> **EXERCISE REQUIREMENTS**
List each line of the data below that contains the string "yellow". Matching is case-sensitive.

> **ENTRIES SUPPLIED**
::::::::

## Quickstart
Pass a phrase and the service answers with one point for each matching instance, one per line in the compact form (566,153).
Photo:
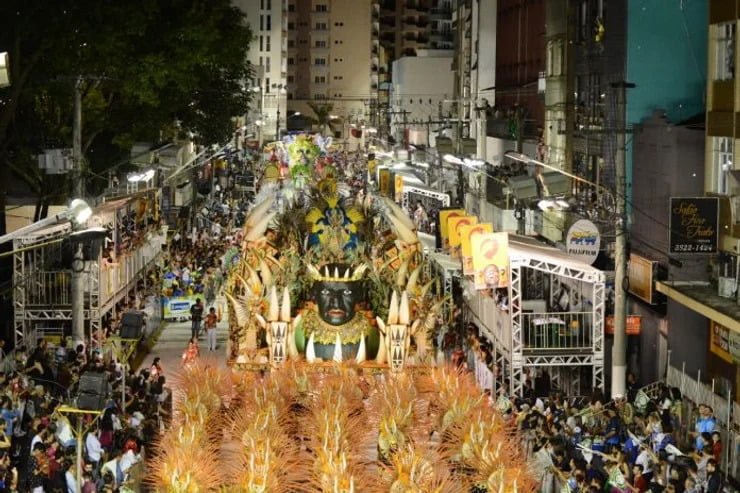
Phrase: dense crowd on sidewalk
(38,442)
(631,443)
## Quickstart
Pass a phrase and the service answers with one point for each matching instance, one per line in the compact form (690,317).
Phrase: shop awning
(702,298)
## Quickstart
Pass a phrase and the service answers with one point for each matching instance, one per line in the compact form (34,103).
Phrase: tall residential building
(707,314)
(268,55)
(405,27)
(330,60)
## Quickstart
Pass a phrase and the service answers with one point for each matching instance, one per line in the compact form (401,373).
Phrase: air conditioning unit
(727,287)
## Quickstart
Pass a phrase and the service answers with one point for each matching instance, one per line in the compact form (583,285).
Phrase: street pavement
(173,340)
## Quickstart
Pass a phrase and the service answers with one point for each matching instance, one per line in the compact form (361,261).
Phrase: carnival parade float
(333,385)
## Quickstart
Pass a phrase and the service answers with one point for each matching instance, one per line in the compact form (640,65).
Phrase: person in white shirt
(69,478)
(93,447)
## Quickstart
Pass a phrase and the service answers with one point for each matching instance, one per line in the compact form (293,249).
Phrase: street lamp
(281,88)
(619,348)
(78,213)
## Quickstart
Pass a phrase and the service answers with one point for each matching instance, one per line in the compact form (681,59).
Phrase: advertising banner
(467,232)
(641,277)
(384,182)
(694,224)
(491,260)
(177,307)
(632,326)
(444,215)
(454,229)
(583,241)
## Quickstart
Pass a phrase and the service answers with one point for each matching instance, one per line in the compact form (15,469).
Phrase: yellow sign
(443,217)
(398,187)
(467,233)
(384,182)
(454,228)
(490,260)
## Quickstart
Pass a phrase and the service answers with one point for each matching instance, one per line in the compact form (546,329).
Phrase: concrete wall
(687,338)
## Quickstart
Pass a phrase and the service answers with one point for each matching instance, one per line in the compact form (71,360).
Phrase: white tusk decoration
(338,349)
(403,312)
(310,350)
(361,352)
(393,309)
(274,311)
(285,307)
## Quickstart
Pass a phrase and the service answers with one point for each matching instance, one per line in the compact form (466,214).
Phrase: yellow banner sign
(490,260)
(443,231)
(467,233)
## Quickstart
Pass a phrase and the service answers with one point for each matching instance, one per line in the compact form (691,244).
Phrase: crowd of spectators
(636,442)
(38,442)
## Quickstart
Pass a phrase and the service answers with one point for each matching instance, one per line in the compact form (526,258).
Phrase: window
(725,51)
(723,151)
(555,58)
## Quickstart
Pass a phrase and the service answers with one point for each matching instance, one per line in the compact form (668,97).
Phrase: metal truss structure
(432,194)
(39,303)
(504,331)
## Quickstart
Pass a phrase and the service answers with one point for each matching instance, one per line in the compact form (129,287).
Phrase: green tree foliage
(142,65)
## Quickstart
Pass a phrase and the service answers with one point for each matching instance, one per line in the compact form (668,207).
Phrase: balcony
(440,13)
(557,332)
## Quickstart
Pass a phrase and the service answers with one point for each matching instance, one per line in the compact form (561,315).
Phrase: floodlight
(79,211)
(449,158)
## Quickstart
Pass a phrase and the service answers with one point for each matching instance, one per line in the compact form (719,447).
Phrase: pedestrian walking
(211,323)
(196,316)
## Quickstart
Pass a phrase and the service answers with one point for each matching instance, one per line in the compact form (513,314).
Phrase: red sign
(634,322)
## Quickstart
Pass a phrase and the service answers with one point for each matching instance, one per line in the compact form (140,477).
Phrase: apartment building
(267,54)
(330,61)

::::::::

> **ANSWER TO THE EXERCISE**
Phrase: yellow sign
Phrase: yellow banner sign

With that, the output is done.